◆ Directive ◆
Select every line in the rows that contains the word "guitar", and copy each one as it appears.

== Exercise material

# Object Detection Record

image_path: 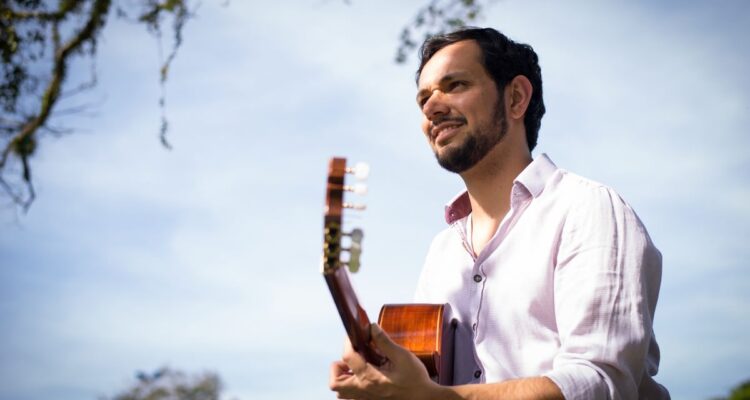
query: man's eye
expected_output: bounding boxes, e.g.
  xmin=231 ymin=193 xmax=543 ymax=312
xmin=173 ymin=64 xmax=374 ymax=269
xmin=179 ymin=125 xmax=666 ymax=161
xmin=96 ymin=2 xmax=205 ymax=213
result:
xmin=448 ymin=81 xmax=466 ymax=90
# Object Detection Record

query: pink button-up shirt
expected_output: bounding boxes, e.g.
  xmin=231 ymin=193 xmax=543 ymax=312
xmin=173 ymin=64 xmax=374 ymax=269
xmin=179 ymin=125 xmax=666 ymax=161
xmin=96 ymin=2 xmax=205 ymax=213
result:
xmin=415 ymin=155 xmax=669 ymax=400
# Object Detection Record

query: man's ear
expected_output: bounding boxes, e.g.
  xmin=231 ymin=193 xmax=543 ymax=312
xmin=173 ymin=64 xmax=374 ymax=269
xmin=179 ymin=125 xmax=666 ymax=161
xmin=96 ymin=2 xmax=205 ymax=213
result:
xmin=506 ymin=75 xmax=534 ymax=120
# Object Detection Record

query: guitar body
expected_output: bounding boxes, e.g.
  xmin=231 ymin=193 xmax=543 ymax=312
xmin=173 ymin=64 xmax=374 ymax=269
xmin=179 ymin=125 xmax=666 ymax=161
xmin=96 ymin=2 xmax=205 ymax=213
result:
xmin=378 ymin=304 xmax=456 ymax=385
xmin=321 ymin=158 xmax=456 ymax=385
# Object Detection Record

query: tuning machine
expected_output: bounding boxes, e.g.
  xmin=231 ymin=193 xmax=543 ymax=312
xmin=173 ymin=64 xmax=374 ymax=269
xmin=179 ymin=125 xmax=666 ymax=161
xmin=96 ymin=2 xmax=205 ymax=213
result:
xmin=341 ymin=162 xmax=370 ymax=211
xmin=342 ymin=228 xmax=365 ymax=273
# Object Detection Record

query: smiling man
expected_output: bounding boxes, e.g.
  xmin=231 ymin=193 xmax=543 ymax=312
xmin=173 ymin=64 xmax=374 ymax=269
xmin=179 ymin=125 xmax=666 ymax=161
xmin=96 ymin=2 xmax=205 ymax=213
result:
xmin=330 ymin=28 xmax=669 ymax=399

====
== Exercise material

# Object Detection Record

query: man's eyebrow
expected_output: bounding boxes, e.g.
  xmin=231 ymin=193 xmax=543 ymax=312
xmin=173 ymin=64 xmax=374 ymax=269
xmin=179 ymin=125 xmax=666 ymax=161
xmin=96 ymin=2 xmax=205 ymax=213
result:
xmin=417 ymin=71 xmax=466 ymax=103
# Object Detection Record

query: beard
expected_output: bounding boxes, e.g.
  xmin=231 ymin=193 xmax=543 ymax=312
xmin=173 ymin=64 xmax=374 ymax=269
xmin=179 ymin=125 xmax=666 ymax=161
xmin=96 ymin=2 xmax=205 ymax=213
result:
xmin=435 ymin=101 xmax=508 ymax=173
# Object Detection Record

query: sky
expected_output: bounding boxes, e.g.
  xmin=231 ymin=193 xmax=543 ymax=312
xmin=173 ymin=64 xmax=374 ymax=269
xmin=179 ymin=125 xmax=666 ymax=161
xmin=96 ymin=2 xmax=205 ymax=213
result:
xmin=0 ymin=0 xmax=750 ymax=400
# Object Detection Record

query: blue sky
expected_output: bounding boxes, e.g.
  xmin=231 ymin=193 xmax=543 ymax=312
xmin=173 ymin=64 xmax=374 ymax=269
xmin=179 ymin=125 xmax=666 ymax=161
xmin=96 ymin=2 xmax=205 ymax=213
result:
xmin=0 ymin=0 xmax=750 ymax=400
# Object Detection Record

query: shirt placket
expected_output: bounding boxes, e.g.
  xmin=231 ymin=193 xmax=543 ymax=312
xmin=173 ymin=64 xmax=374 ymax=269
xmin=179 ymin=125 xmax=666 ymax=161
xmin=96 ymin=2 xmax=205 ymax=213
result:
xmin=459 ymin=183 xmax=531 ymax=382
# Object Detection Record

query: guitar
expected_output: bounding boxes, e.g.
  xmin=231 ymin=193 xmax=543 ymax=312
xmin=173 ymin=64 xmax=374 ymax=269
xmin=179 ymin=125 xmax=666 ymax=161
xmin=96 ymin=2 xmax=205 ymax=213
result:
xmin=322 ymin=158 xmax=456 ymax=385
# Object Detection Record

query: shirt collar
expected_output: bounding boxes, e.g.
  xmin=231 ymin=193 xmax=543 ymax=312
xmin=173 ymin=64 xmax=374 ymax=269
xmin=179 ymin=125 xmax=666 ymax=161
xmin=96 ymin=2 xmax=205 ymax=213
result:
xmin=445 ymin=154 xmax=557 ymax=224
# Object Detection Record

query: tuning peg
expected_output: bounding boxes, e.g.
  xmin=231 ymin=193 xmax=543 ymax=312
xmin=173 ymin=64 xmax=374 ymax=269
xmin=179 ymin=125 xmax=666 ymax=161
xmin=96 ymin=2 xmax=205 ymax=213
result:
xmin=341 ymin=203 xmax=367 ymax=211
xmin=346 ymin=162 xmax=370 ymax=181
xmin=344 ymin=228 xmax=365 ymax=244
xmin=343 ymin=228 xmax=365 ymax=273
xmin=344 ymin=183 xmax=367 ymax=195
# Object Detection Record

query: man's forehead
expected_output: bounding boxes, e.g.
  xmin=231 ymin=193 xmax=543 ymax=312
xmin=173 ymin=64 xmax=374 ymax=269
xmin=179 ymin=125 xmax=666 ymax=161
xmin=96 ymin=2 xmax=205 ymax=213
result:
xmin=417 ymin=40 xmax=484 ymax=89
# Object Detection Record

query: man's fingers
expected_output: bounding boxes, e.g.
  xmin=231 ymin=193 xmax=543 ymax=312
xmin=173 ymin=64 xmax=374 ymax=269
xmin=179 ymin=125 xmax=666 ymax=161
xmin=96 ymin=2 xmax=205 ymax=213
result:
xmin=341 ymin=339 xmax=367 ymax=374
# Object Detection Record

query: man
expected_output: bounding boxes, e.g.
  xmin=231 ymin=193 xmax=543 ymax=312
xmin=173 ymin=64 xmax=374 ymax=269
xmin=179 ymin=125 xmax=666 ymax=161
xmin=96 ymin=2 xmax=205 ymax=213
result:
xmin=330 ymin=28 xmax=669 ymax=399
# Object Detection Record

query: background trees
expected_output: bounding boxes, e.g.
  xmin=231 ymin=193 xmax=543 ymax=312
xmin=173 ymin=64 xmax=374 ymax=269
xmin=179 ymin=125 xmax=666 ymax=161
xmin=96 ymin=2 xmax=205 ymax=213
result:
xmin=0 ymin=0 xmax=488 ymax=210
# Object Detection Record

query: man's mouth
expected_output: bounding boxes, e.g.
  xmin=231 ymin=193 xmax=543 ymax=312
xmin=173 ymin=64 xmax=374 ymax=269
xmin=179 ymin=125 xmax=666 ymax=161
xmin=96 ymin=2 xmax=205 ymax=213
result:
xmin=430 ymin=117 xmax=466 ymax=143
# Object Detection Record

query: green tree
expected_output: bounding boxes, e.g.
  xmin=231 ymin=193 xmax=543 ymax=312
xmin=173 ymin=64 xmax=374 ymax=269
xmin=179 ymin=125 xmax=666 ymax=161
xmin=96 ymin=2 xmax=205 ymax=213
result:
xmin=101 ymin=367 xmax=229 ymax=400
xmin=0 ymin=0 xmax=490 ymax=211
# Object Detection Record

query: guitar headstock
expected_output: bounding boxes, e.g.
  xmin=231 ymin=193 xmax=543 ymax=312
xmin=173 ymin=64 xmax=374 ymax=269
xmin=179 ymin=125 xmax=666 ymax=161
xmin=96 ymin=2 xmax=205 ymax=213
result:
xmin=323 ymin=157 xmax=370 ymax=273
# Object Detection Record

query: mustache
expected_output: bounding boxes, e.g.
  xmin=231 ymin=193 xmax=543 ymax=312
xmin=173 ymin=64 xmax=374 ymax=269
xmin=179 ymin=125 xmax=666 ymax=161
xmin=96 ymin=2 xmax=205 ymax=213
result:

====

◆ Written answer ◆
query: guitar body
query: guitar
query: guitar headstock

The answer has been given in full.